# Written instruction
Copy the material below word for word, from its first line through the line that contains "point(351, 78)", and stop there.
Begin Listing
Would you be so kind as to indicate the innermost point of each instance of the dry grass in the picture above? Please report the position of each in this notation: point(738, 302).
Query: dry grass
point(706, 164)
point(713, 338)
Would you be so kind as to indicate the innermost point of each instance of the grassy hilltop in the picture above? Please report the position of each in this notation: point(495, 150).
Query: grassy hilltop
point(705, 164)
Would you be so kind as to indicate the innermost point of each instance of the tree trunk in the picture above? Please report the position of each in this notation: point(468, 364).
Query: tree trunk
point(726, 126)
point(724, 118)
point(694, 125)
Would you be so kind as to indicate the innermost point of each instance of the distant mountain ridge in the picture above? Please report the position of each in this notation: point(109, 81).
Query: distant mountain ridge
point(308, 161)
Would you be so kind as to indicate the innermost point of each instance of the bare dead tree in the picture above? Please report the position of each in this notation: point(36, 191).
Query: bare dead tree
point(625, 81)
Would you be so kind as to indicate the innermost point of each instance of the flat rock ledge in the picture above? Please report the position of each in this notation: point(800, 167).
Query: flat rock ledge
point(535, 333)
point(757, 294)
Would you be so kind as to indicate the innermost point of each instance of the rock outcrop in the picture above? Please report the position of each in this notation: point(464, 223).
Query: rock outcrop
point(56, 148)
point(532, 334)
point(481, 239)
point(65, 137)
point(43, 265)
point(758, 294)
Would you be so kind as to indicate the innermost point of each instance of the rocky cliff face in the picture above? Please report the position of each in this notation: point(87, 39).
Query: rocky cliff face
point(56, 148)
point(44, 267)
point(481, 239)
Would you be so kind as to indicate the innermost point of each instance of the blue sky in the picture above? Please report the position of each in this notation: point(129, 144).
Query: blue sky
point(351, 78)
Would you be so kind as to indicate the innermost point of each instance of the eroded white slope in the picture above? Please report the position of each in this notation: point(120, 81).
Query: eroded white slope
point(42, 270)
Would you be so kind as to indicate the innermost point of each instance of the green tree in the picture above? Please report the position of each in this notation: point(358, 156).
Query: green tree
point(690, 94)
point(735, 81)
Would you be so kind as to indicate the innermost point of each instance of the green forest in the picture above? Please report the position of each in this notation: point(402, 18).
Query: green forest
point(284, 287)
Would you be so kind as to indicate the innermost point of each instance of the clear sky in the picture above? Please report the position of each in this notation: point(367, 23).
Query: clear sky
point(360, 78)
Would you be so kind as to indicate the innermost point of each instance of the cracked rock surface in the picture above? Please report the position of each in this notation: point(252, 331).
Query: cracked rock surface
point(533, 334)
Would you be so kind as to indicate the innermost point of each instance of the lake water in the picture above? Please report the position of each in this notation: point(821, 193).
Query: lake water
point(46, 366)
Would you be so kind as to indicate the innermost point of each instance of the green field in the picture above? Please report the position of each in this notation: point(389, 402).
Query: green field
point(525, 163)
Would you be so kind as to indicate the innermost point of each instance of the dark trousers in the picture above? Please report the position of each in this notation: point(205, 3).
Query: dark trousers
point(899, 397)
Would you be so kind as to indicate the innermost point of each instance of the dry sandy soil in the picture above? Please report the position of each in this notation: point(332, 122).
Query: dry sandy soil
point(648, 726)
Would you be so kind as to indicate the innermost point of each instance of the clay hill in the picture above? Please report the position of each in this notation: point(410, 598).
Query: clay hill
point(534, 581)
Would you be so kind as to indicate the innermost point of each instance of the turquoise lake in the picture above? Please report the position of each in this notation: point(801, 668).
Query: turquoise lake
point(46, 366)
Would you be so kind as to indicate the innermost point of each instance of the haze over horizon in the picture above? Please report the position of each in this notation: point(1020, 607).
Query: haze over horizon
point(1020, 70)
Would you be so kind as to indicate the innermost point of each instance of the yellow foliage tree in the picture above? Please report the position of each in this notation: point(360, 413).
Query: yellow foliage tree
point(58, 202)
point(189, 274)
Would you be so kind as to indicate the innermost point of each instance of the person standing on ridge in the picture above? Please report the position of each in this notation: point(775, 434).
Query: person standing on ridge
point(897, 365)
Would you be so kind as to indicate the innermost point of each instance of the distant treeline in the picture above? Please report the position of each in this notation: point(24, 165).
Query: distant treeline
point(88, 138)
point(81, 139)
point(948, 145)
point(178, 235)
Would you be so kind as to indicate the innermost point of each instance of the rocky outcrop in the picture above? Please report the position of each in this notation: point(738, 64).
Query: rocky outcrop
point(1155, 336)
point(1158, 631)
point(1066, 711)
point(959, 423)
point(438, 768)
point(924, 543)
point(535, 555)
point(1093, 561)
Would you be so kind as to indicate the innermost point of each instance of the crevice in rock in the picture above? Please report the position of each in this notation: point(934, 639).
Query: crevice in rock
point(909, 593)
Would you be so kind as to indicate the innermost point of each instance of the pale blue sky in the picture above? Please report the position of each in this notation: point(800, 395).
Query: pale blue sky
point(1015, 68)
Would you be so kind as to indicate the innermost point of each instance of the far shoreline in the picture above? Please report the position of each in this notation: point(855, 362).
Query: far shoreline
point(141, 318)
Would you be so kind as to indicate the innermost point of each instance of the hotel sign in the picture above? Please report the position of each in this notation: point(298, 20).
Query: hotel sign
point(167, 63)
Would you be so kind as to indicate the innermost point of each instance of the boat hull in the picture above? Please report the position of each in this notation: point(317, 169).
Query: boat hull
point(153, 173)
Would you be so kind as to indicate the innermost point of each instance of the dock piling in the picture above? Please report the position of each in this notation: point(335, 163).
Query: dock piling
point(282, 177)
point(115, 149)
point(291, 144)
End Listing
# Result
Would you be so kind as to indicate the innermost point of each instance of the dry grass in the picture above? Please report the position of each in this notation: point(738, 302).
Query: dry grass
point(706, 164)
point(713, 338)
Would you be so kind as to indicate the innermost point of each instance of the grassy hilltop in the picture above? Please report the position of each in this notation: point(495, 150).
Query: grassy hilltop
point(705, 164)
Would you be so kind as to indicate the innermost point of each instance of the tree trunk in the picture above? Please report the position of each in this notation: point(468, 364).
Query: tree trunk
point(726, 126)
point(724, 118)
point(694, 125)
Would you be so kind as to indicate the innermost point of each instance of the distant mountain ridge in the picture above? Please report the position of each in this notation: point(109, 81).
Query: distant mountain ridge
point(308, 161)
Would you be so kind as to indicate the innermost point of each instance of the bare dead tree in the picture above? Please report the position of each in this notation: point(36, 191).
Query: bare dead tree
point(625, 81)
Would you be so kind as to indicate the innermost point of each instance of the flat rock ledge in the picture above? Please report the position of each in this notation: point(800, 167).
Query: flat rock ledge
point(535, 333)
point(757, 294)
Would you be so kind as to indicate the innermost point of each instance of the rock outcrop in the picture above? Please report the position of each in this notation: point(464, 223).
Query: rock outcrop
point(56, 148)
point(532, 334)
point(481, 239)
point(65, 137)
point(43, 265)
point(758, 294)
Would you be so kind as to indicate the innermost point of each instance of the rocky cliff face in the picture above? Please report the position of each in this notation: point(87, 39).
Query: rocky cliff face
point(56, 148)
point(44, 267)
point(481, 239)
Would you be so kind as to indicate the innermost point of each instance of the blue sky in the picture above? Please report the position of each in this notation: point(129, 144).
Query: blue sky
point(351, 78)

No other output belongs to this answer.